WHAT IS REQUIRED ▸
Convert the entries below into a numbered list, one line per item, and drop any blank lines.

[Collected data]

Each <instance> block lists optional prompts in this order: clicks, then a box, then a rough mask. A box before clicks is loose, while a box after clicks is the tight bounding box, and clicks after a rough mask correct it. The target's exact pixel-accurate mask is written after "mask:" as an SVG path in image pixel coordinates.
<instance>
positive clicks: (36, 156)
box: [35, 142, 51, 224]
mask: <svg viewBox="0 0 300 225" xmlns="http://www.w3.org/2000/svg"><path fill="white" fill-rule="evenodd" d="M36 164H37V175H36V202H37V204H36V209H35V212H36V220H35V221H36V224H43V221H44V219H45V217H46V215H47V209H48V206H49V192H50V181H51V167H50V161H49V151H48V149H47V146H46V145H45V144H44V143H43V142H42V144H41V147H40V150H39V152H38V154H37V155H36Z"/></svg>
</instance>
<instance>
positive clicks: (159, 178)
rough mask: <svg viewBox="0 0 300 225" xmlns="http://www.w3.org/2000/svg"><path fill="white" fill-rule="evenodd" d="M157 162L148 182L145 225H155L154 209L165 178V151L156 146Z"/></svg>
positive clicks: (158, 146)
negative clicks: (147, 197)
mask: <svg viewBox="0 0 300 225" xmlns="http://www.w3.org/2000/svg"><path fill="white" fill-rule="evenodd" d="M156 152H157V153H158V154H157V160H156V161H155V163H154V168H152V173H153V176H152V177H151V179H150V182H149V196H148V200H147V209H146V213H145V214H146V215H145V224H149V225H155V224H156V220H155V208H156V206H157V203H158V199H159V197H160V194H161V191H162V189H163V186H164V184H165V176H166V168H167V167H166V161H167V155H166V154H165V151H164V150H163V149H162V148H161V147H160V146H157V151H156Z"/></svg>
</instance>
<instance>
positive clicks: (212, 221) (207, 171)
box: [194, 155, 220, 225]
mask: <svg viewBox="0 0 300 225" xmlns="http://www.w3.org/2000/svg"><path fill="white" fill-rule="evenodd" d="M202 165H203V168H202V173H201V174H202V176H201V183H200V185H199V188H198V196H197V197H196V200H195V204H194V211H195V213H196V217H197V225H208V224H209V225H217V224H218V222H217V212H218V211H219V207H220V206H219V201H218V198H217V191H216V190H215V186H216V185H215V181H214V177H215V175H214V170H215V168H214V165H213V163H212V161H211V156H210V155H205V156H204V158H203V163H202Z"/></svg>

FINAL ANSWER ▸
1. Each <instance> block lists optional prompts in this order: clicks, then a box, then a rough mask. A box before clicks is loose, while a box after clicks is the tight bounding box, and clicks after a rough mask correct it. The target's exact pixel-accurate mask is written after "mask:" as an SVG path in image pixel coordinates.
2. <instance>
3. positive clicks: (36, 156)
4. box: [35, 142, 51, 224]
5. mask: <svg viewBox="0 0 300 225" xmlns="http://www.w3.org/2000/svg"><path fill="white" fill-rule="evenodd" d="M36 164H37V175H36V202H37V204H36V209H35V212H36V220H35V221H36V224H43V221H44V219H45V217H46V215H47V209H48V206H49V192H50V181H51V167H50V161H49V151H48V149H47V146H46V145H45V144H44V143H43V142H42V144H41V147H40V150H39V152H38V154H37V155H36Z"/></svg>
6. </instance>
7. <instance>
8. positive clicks: (159, 178)
9. rough mask: <svg viewBox="0 0 300 225" xmlns="http://www.w3.org/2000/svg"><path fill="white" fill-rule="evenodd" d="M157 162L148 182L145 225H155L154 209L165 178V151L156 146Z"/></svg>
10. positive clicks: (158, 146)
11. negative clicks: (147, 197)
12. mask: <svg viewBox="0 0 300 225" xmlns="http://www.w3.org/2000/svg"><path fill="white" fill-rule="evenodd" d="M156 152H157V153H158V154H157V160H156V161H155V163H154V168H152V173H153V176H152V177H151V179H150V182H149V196H148V200H147V209H146V213H145V214H146V215H145V224H149V225H155V224H156V220H155V208H156V206H157V203H158V199H159V197H160V194H161V191H162V189H163V186H164V184H165V176H166V168H167V167H166V161H167V155H166V154H165V151H164V150H163V149H162V148H161V147H160V146H157V151H156Z"/></svg>
13. </instance>
14. <instance>
15. positive clicks: (212, 221) (207, 171)
16. box: [194, 155, 220, 225]
17. mask: <svg viewBox="0 0 300 225" xmlns="http://www.w3.org/2000/svg"><path fill="white" fill-rule="evenodd" d="M202 165H203V168H202V173H201V174H202V176H201V183H200V185H199V188H198V196H197V197H196V200H195V204H194V211H195V213H196V217H197V225H208V224H209V225H217V224H218V222H217V212H218V211H219V207H220V206H219V201H218V198H217V191H216V190H215V186H216V185H215V181H214V177H215V175H214V170H215V168H214V165H213V163H212V161H211V156H210V155H205V156H204V158H203V163H202Z"/></svg>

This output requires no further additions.